▶ **Dokumenttext**
↓

Kazim Erdogan ist Vorsitzender des Vereins „Aufbruch Neukölln“, der verschiedene Bevölkerungsgruppen durch Hilfsangebote zusammen bringt. Bekannt wurde er vor 13 Jahren, als er die erste türkische Väter- und Männergruppe gründete. Mittlerweile gibt es berlinweit fünf dieser internationalen Männergruppen, aber auch Gruppen für Frauen und Spielsüchtige-Männer. Im Gespräch berichtet er über seine Beratertätigkeit während der Pandemie und darüber, was er vom Fasten im Ramadan hält.

Herr Erdogan, welche Auswirkung hat Corona auf Ihren Verein? Wir machen derzeit nur Online- und Telefonberatung für Menschen, die Gesprächsbedarf haben. Vor allem für unsere türkische Vätergruppe ist es ein herber Verlust. Sonst kommen wir dort jeden Montag mit fast 30 Männern ins Gespräch, arbeiten an gemeinsamen Projekten.

↑

▶ **Daten zur Objektverortung anhand natürlicher Sprache**
↓

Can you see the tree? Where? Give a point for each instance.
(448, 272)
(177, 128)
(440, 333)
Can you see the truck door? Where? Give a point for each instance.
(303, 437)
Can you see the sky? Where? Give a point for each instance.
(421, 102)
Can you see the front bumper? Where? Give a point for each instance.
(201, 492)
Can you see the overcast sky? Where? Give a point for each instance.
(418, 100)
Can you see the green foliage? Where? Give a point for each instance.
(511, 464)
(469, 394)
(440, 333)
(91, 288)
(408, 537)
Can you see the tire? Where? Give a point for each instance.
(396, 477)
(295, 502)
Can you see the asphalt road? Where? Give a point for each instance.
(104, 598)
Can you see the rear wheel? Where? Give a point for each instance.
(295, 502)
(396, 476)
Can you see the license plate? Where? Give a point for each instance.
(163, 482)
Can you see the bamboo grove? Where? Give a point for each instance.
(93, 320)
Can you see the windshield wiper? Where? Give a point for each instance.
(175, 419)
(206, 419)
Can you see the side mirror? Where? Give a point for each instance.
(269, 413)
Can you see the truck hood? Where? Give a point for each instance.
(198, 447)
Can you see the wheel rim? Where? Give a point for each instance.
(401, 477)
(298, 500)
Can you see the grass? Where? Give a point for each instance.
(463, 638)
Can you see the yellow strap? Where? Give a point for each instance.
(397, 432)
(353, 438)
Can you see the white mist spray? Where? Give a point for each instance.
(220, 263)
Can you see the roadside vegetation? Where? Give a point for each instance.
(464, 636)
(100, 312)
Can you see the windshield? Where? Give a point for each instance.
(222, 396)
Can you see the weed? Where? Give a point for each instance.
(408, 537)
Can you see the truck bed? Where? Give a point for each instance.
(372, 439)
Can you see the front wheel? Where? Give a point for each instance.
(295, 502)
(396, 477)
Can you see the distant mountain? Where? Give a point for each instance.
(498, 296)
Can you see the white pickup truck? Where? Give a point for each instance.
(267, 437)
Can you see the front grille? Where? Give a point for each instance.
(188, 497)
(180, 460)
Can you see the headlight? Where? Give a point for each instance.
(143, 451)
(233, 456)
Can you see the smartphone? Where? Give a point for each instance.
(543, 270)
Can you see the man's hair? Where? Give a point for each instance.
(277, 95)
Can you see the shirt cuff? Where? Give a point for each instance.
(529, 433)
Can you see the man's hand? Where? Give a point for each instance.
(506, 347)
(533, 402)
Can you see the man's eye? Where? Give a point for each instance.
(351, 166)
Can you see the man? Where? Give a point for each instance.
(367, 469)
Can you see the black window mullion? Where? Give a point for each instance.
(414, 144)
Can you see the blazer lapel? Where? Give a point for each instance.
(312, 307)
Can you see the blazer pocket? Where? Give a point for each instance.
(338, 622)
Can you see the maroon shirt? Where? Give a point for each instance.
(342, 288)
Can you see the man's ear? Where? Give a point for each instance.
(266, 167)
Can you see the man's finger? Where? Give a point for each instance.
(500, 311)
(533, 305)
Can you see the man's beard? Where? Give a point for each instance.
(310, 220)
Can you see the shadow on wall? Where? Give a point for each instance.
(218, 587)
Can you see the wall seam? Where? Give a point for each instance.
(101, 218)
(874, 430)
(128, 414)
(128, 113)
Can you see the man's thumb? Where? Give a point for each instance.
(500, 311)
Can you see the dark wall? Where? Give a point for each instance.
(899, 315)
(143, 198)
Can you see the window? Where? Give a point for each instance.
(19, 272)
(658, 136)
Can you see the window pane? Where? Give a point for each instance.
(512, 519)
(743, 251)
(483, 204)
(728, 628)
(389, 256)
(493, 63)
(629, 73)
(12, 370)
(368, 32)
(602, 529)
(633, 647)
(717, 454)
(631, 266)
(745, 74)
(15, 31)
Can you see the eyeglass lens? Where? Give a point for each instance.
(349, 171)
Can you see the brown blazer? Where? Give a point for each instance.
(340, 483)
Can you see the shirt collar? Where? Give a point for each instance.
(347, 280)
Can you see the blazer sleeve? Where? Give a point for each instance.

↑

▶ **Auftrag 1**
Nennen Sie alle Zahlenangaben, die im Interview mit Kazim Erdogan vorkommen, jeweils mit dem, worauf sie sich beziehen.
▶ **Auftrag 2**
Welchem Verein sitzt Kazim Erdogan laut dem Interview vor?
▶ **Auftrag 3**
Schreiben Sie aus dem Interview den Abschnitt von „Herr Erdogan, welche“ bis „an gemeinsamen Projekten.“ wortgetreu ab.
Die Auflistung ist eigenständiges Material und gehört nicht zum Interview.

▶ **Schriftliche Antwort 1**
13 Jahre (so lange liegt die Gründung der ersten türkischen Väter- und Männergruppe zurück), fünf (so viele internationale Männergruppen gibt es inzwischen berlinweit), fast 30 (so viele Männer kommen sonst jeden Montag in der türkischen Vätergruppe zusammen).

▶ **Schriftliche Antwort 2**
Dem Verein „Aufbruch Neukölln“.

▶ **Schriftliche Antwort 3**
Herr Erdogan, welche Auswirkung hat Corona auf Ihren Verein? Wir machen derzeit nur Online- und Telefonberatung für Menschen, die Gesprächsbedarf haben. Vor allem für unsere türkische Vätergruppe ist es ein herber Verlust. Sonst kommen wir dort jeden Montag mit fast 30 Männern ins Gespräch, arbeiten an gemeinsamen Projekten.